• Trump Versus the Establishment? Not Quite

    I am always surprised that, whenever I write a piece that is critical of Donald Trump, a number of people post comments that defend him, usually along the lines of what is now described, I understand, as “whataboutism”.

    Such responses make no attempt to dispute the charge sheet against Trump.  The defence they try to mount is to argue that any criticism of Trump has to be offset by the comparable crimes and offences of others – usually Hillary Clinton, or Trump’s predecessors  in the Oval Office.

    How, they imply, can it be fair to criticise Trump when others who can be similarly criticised go unchallenged?  I’m afraid that I have difficulty in understanding the logic of this position.

    Even if it were the case that Trump’s manifest failings could be equated with those of others, why should that invalidate in any way the criticisms that can legitimately made about Trump?  He is, after all, currently in a position (whereas others are not) where his shortcomings can matter very greatly, to both Americans and to the rest of the world.

    I suspect that the “whataboutists” share a particular personality trait – that they imagine themselves to be the intellectual superiors of the general run of people, and that they are therefore able, as others are not, to swim against the tide that carries others along, and enjoy being able to demonstrate that they can do so.  They alone, it seems, are able to see through the generally accepted attitudes and to make their own dispassionate assessment of the true position.

[Your instructions]
Give the first word of each paragraph in the Trump article above, excluding its title, in order. The records are separate material and have no connection to the Trump article.

[Extracted data]
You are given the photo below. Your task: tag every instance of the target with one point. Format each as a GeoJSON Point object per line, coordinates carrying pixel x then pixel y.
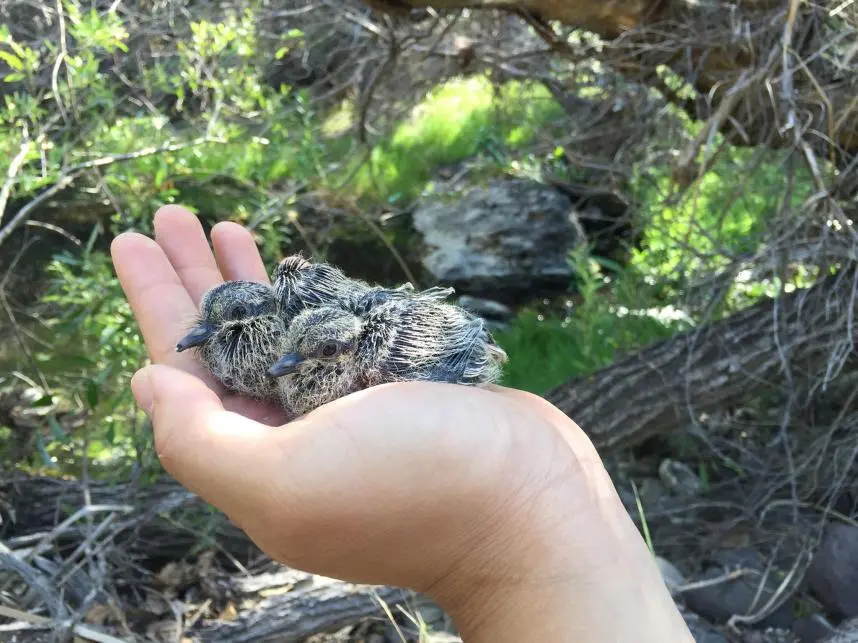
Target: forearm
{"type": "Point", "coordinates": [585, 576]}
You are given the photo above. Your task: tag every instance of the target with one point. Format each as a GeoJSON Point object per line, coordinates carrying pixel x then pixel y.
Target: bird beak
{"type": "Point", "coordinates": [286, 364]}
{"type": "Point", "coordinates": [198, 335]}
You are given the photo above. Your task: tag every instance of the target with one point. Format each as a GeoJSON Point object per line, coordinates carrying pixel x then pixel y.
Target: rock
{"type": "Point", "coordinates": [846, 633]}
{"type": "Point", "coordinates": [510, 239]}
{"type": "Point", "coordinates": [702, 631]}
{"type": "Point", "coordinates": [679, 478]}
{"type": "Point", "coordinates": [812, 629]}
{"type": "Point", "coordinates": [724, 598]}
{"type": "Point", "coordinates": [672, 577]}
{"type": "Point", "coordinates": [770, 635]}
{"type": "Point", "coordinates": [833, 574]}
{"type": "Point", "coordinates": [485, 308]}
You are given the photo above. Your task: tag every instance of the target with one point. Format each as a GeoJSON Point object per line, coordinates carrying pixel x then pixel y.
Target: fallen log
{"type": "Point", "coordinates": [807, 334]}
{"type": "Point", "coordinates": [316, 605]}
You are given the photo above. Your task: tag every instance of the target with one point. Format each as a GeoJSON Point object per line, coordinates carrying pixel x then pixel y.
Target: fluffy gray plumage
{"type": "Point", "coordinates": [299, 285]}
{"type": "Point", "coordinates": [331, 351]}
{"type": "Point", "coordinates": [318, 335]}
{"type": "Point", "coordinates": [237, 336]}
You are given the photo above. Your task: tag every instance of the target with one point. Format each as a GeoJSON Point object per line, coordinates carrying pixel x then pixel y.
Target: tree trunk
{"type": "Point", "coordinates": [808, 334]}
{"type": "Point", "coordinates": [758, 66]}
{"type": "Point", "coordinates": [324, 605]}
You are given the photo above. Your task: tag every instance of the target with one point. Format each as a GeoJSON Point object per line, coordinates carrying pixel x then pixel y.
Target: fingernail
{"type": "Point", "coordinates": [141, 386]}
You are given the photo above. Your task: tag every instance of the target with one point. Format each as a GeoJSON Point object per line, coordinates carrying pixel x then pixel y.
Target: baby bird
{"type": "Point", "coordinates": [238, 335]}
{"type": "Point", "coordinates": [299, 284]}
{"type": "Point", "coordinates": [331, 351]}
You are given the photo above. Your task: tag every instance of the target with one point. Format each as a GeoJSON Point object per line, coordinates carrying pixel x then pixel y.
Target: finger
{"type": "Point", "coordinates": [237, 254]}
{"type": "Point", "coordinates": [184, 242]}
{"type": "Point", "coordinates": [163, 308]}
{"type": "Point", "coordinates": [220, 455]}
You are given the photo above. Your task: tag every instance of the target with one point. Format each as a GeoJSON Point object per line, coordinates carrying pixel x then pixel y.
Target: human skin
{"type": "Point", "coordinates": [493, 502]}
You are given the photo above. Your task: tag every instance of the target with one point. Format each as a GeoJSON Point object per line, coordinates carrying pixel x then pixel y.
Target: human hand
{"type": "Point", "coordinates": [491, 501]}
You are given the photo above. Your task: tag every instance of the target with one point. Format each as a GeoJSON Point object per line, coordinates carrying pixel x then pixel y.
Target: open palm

[Task result]
I, Such, How, Even, I